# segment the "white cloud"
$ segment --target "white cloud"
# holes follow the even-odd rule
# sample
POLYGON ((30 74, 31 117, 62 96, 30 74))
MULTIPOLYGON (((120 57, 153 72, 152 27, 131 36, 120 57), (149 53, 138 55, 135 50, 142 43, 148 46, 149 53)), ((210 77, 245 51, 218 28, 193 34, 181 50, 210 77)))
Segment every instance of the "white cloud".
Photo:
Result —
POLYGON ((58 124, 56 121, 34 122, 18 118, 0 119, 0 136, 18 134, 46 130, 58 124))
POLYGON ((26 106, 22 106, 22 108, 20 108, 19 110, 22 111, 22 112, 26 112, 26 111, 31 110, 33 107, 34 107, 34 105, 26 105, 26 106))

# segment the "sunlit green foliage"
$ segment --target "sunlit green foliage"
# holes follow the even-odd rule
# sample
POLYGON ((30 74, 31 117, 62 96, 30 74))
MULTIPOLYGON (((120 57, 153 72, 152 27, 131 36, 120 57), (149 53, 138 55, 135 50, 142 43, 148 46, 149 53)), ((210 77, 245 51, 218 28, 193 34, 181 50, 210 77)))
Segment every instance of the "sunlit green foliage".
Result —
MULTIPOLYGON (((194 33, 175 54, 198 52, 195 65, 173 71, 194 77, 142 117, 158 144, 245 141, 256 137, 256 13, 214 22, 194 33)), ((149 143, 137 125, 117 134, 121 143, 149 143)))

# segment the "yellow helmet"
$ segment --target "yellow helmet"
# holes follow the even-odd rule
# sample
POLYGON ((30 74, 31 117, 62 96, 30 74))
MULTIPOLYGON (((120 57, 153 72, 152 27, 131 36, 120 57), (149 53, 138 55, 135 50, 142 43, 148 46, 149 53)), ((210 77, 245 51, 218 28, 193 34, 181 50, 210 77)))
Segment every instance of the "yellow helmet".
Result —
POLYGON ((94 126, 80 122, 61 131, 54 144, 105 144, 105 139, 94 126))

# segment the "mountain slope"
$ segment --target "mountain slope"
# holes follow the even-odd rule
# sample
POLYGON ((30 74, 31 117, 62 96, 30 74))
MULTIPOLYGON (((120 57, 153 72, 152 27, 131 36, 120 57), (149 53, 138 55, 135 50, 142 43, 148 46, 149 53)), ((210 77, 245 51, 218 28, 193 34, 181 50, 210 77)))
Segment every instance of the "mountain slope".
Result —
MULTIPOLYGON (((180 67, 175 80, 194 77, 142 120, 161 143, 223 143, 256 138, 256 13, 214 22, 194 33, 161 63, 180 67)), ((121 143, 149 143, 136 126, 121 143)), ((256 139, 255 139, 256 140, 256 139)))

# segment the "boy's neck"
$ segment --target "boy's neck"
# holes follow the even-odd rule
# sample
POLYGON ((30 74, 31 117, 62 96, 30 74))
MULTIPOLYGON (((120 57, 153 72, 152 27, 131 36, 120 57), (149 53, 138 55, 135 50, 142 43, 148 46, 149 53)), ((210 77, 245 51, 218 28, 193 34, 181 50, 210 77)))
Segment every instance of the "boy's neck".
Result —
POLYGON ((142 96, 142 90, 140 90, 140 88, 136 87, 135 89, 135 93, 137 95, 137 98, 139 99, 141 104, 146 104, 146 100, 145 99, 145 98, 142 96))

...

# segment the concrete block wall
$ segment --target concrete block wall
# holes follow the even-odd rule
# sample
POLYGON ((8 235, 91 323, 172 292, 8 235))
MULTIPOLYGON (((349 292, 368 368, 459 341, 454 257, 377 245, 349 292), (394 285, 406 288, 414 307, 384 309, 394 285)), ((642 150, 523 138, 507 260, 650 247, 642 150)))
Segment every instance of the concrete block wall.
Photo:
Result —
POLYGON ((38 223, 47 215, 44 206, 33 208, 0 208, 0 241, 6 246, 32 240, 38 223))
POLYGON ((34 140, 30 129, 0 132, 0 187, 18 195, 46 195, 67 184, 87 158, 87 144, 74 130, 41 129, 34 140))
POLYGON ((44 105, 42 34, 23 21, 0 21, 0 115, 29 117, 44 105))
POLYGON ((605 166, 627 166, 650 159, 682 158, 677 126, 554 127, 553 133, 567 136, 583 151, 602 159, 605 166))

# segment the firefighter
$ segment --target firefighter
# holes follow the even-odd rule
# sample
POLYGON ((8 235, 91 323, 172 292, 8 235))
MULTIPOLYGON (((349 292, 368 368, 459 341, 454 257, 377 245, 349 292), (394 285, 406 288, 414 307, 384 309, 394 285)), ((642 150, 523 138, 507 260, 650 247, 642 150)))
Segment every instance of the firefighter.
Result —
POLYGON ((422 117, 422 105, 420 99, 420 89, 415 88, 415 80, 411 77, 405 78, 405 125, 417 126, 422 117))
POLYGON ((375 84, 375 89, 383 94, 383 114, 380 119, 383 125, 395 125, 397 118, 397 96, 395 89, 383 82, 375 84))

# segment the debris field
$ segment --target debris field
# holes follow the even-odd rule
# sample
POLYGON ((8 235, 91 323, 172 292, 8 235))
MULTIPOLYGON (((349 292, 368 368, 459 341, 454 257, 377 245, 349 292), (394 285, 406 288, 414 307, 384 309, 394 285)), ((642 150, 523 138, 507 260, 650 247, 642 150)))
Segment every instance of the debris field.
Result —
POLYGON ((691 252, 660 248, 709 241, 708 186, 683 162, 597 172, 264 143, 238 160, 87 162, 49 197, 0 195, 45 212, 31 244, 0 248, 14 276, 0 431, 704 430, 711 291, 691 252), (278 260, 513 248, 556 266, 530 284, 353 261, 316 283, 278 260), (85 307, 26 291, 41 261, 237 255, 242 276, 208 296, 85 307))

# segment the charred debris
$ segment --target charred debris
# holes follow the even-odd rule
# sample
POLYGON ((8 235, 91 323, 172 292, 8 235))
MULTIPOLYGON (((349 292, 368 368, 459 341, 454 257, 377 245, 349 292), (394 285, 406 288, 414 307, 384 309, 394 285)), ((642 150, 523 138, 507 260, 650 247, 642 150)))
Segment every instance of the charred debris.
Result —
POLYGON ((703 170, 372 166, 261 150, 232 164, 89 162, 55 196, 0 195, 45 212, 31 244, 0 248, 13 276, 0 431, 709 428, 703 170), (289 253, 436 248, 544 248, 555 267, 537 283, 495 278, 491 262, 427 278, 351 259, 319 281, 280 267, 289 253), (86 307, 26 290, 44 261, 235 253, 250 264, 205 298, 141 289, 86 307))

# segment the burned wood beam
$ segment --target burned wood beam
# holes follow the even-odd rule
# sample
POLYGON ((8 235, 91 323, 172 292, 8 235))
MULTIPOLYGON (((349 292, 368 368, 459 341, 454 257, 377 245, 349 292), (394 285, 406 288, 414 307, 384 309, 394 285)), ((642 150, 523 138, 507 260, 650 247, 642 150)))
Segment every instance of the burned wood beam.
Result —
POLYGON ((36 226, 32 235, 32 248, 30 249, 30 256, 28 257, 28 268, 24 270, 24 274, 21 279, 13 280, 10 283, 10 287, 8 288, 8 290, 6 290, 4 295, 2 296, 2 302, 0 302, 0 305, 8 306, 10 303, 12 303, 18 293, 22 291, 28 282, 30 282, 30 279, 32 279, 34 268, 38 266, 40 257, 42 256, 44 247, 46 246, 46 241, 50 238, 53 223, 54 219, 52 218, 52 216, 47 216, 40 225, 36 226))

==

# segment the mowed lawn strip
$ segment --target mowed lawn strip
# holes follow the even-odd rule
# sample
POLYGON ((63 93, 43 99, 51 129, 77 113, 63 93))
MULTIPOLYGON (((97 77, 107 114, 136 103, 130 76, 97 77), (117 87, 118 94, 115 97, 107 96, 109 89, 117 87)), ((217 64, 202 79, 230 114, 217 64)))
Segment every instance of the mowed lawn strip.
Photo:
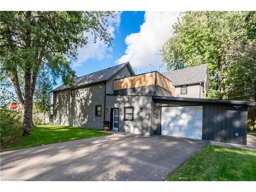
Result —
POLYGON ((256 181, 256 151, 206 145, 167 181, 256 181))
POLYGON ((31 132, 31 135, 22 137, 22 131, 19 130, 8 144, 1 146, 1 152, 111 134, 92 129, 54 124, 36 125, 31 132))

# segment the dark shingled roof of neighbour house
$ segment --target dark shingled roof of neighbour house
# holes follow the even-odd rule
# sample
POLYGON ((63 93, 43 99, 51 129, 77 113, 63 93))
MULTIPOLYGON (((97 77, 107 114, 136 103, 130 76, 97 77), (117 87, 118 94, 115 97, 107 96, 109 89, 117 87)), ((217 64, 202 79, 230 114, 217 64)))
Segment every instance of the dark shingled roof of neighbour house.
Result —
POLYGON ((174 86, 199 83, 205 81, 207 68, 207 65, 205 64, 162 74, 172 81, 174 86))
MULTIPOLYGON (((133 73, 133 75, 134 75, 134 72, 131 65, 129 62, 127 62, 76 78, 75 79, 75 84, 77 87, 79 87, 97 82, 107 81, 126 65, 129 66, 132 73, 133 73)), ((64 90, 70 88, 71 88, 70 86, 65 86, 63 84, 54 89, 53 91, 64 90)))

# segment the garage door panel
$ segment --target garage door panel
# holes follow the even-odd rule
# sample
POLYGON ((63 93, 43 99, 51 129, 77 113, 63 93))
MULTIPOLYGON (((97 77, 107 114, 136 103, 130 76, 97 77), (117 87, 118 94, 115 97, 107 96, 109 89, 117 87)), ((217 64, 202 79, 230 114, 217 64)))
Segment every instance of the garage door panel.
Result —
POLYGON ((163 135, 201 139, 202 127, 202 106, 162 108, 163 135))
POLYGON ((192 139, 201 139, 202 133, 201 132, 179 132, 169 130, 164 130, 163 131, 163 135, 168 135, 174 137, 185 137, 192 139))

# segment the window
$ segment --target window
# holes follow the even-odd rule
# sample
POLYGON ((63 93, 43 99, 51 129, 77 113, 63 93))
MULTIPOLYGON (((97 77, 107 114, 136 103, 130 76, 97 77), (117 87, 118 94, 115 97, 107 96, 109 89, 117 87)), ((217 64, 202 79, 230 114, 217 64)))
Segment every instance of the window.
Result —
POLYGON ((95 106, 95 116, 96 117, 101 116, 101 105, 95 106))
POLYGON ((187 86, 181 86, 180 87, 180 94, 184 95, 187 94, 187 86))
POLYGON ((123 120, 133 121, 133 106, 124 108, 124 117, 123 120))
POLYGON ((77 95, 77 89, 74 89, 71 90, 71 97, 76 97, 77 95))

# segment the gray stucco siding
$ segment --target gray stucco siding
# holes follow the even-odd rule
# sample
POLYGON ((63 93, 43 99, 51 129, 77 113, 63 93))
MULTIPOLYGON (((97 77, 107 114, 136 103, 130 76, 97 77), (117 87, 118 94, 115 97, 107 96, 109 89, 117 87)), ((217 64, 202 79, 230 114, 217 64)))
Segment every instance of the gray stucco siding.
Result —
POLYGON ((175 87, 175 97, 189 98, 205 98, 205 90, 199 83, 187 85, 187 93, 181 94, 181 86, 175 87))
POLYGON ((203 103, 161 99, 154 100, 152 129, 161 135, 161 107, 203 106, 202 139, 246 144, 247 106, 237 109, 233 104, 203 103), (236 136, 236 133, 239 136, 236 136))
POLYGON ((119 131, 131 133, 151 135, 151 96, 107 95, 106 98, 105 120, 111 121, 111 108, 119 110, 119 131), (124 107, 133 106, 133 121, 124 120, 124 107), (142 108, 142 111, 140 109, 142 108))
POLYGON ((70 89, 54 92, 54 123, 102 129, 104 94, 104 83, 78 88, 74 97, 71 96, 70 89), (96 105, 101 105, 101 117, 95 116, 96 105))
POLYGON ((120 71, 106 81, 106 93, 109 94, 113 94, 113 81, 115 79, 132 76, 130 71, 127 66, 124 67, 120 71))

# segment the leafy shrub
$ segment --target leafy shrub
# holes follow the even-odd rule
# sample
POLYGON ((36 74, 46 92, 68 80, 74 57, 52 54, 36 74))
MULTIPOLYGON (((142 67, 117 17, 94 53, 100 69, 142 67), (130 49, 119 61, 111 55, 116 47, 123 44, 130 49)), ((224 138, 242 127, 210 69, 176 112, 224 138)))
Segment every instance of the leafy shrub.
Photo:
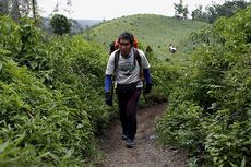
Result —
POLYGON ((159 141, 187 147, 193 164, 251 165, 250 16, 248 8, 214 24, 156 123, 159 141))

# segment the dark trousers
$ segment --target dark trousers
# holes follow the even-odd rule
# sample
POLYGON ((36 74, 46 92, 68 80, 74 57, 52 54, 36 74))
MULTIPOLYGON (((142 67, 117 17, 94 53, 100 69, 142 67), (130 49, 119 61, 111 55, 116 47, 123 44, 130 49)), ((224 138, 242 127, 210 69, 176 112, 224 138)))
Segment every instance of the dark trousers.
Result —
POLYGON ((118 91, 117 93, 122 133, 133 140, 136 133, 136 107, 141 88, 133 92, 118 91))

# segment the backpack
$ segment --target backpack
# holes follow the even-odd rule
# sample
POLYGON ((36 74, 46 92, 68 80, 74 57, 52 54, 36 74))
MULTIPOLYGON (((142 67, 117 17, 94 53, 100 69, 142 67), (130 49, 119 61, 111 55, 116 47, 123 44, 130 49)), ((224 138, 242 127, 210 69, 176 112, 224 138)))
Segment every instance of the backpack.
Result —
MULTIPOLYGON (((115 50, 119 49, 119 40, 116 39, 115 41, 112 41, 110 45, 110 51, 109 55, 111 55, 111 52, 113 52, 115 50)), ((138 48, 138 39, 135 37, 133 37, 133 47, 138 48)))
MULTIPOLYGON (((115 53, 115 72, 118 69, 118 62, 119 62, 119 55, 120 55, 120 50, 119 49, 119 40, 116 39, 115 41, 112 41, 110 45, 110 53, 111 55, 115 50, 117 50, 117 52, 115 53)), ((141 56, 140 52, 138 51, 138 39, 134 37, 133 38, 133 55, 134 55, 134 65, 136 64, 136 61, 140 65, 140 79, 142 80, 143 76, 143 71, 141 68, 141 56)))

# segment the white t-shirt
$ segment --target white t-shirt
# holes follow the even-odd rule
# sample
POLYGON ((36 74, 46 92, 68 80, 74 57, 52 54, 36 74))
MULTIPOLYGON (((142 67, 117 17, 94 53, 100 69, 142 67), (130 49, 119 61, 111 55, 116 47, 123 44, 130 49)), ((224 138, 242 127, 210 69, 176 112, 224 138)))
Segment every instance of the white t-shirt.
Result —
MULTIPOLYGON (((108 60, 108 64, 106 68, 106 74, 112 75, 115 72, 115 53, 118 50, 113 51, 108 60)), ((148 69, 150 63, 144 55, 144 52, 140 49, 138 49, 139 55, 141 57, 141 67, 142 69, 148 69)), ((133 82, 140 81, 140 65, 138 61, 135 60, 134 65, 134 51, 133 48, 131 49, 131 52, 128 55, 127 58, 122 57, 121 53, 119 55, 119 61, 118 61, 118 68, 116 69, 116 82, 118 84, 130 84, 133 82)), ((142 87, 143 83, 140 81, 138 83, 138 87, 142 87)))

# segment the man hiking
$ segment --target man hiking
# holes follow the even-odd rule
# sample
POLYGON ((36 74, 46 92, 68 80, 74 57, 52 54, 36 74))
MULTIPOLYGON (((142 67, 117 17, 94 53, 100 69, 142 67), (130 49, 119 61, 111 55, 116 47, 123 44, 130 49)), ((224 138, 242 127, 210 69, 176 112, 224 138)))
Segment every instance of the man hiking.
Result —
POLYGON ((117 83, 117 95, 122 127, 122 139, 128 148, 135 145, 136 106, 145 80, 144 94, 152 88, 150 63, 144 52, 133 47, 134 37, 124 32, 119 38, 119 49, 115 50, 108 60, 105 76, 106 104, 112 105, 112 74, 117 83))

Exercise details: Identify every line in the material above that contains the word "house", matching case exactly, and copy each such line.

Exercise response:
# segment the dark shingled roof of neighbour house
$ segment --target dark shingled roof of neighbour house
Segment every instance of the dark shingled roof of neighbour house.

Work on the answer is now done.